→ SUPPLIED PASSAGE:
+++++

You regularly feel bloated, maybe a little self-conscious, you experience pain and have irregular bowel movements.
If you’ve visited your GP, you may well have been diagnosed with Irritable Bowel Syndrome (IBS), which tells us that an unidentified factor is causing your bowel to be, well, irritated. That’s all very well, but what do you do now and how do you stop the irritation? In short, find the root cause, and treat that. What’s causing your flare ups is totally unique to you. Yes, it might take time and effort to identify, but knowing what’s truly causing your system to scream may well prevent further visits to the GP, and will help improve your health. Great. But how?
Here are our top 7 tips to really help you work out what’s going on:
1. Be totally honest about what you are putting into your body. What did you eat or drink before a flare up? Identifying any culprit(s) will really help. It might be that you’re just overindulging in something that you can only tolerate small amounts of, but you may also do better by cutting that food or food group out altogether. Cutting a food group out is a big deal, so do so under guidance from a nutritionist.
2. Remove stress where you can and learn how to cope with others: breathing exercises, gentle exercise including Pilates, yoga and walking are all good ideas. We hold tension across our entire bodies, and our gut can be strongly affected by stress.
3. Move. Are you glued to your desk chair, only to drive home and then sit on the sofa? Make time to move. It’s not about beach bods, quads the size of small children or looking good. It’s about helping your mind and body: exercise, no matter how gentle, will improve gut health and will boost your mental health too. We are designed to move.
4. Consider medication that you are ingesting. We all know that antibiotics damage our gut microbiome, but did you know that the contraceptive pill can cause changes to our gut too? Many other types of medication do the same. Of course, this doesn’t mean you need to stop taking it. Just take extra steps to support your gut.

+++++

→ SUPPLIED MATERIAL:

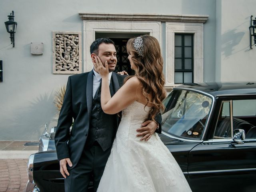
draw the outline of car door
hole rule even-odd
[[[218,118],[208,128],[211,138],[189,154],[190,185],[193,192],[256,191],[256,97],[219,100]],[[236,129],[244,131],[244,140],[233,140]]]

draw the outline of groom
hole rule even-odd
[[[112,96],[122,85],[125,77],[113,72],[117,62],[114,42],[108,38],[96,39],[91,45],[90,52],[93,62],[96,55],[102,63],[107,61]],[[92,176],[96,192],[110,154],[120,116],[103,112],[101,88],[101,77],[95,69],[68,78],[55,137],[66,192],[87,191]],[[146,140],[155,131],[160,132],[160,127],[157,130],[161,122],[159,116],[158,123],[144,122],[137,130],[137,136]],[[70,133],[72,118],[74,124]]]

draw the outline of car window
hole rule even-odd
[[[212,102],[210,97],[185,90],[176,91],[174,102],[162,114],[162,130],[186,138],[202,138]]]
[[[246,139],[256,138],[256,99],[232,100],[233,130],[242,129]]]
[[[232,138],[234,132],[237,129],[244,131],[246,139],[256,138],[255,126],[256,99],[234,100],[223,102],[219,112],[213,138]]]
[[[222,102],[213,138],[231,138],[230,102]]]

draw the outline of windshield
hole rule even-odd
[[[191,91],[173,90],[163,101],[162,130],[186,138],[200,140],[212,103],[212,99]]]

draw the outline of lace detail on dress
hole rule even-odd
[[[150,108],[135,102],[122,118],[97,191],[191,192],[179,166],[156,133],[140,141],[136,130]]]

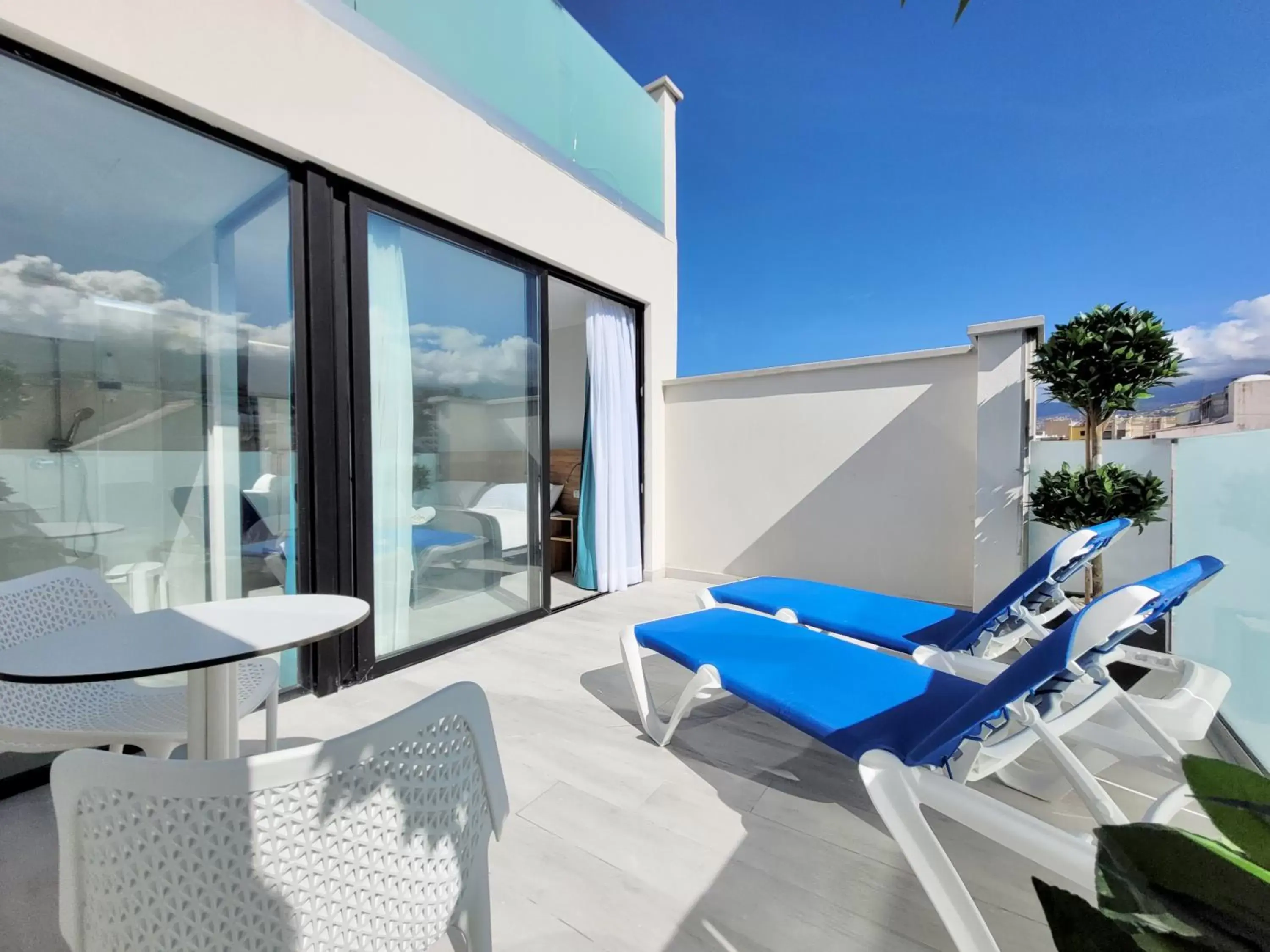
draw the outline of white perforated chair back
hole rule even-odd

+++++

→ REQUIREMENT 1: In the IBS text, who should guide you if you cut a food group out?
→ REQUIREMENT 2: Copy word for word the part of the IBS text that begins at "Here are our" and ends after "affected by stress.".
The entries have nothing to do with the IBS text.

→ RESULT 1: A nutritionist.

→ RESULT 2:
Here are our top 7 tips to really help you work out what’s going on:
1. Be totally honest about what you are putting into your body. What did you eat or drink before a flare up? Identifying any culprit(s) will really help. It might be that you’re just overindulging in something that you can only tolerate small amounts of, but you may also do better by cutting that food or food group out altogether. Cutting a food group out is a big deal, so do so under guidance from a nutritionist.
2. Remove stress where you can and learn how to cope with others: breathing exercises, gentle exercise including Pilates, yoga and walking are all good ideas. We hold tension across our entire bodies, and our gut can be strongly affected by stress.